• [Task statement]
Copy the stretch of the article on vaccine distrust from "Vaccine Distrust Gets" through "a COVID-19 vaccination.", changing "salon" to "beauty shop".

Vaccine Distrust Gets a Trim

Program to Make Barbers and Stylists Ambassadors for Public Health Goes Nationwide
By Chris Carroll | Photo by Stephanie S. Cordle

Joanne Long sat back at the Capitol Heights, Md., salon where she’s been a regular for 15 years and prepared herself—not for a new look, but potentially to save her own life. She’d finally decided to take the advice of Tre Shadez owner Katrina Randolph and accept a COVID-19 vaccination.

“Trina’s kept working on me, so that’s why I’m here,” Long said after a nurse from Luminis Health gave her a shot, along with more than 30 other mainly Black and Latino local residents one afternoon in June.

Randolph is one of three Prince George’s County stylists and barbers partnering with the University of Maryland’s Health Advocates in Reach and Research (HAIR) program. It’s mobilizing these trusted members of communities of color to promote health and bring needed change in places where “business as usual means people live sicker and die younger,” says Stephen Thomas, a professor of health policy and management and director of the Maryland Center for Health Equity who founded HAIR.

“We’re not at Six Flags doing vaccinations any longer, we’re now at the hyperlocal, and in some cases, we’re at the ‘hell, no’ wall for people,” Thomas says. Overcoming such resistance requires a relaxed, safe place for people to discuss their reservations about vaccination.

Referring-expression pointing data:
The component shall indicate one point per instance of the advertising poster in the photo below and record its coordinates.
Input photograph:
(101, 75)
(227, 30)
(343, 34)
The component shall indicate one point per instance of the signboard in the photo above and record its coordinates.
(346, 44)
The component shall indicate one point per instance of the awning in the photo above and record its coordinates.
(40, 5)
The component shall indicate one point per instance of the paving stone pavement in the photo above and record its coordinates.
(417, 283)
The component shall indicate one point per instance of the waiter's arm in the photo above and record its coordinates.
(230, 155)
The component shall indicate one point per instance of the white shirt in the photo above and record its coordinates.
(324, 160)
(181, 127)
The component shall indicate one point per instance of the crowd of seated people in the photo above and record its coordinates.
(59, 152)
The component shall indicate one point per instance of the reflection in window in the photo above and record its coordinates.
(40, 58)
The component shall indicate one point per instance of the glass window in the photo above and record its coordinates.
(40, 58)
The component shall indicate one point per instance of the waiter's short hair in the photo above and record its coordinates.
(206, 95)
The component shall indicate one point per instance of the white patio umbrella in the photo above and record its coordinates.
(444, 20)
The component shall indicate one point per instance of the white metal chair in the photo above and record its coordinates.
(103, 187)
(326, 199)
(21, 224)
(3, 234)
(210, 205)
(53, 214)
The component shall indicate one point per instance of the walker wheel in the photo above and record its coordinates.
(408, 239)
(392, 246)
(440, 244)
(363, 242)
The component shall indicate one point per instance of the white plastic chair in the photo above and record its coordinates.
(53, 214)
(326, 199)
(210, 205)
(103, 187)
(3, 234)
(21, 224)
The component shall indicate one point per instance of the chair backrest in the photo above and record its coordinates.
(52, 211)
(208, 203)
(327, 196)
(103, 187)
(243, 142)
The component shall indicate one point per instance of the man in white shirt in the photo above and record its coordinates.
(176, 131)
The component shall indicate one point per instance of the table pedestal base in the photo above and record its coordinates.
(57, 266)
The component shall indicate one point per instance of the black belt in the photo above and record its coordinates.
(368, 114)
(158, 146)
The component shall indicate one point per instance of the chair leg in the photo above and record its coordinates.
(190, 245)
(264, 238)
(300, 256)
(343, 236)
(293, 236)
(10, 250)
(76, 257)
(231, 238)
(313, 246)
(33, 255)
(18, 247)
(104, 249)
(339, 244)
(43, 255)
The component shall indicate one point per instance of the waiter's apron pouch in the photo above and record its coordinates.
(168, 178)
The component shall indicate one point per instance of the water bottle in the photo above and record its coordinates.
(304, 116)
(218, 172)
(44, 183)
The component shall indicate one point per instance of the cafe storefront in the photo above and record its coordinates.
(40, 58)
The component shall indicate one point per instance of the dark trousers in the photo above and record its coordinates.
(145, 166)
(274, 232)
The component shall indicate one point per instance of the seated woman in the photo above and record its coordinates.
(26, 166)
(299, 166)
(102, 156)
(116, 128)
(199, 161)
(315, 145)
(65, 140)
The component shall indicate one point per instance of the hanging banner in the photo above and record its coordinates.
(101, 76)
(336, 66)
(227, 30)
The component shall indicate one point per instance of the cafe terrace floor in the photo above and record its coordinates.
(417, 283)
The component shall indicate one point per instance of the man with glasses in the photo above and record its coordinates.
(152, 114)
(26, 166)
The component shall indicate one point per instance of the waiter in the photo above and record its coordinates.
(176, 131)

• [Exercise answer]
Vaccine Distrust Gets a Trim

Program to Make Barbers and Stylists Ambassadors for Public Health Goes Nationwide
By Chris Carroll | Photo by Stephanie S. Cordle

Joanne Long sat back at the Capitol Heights, Md., beauty shop where she’s been a regular for 15 years and prepared herself—not for a new look, but potentially to save her own life. She’d finally decided to take the advice of Tre Shadez owner Katrina Randolph and accept a COVID-19 vaccination.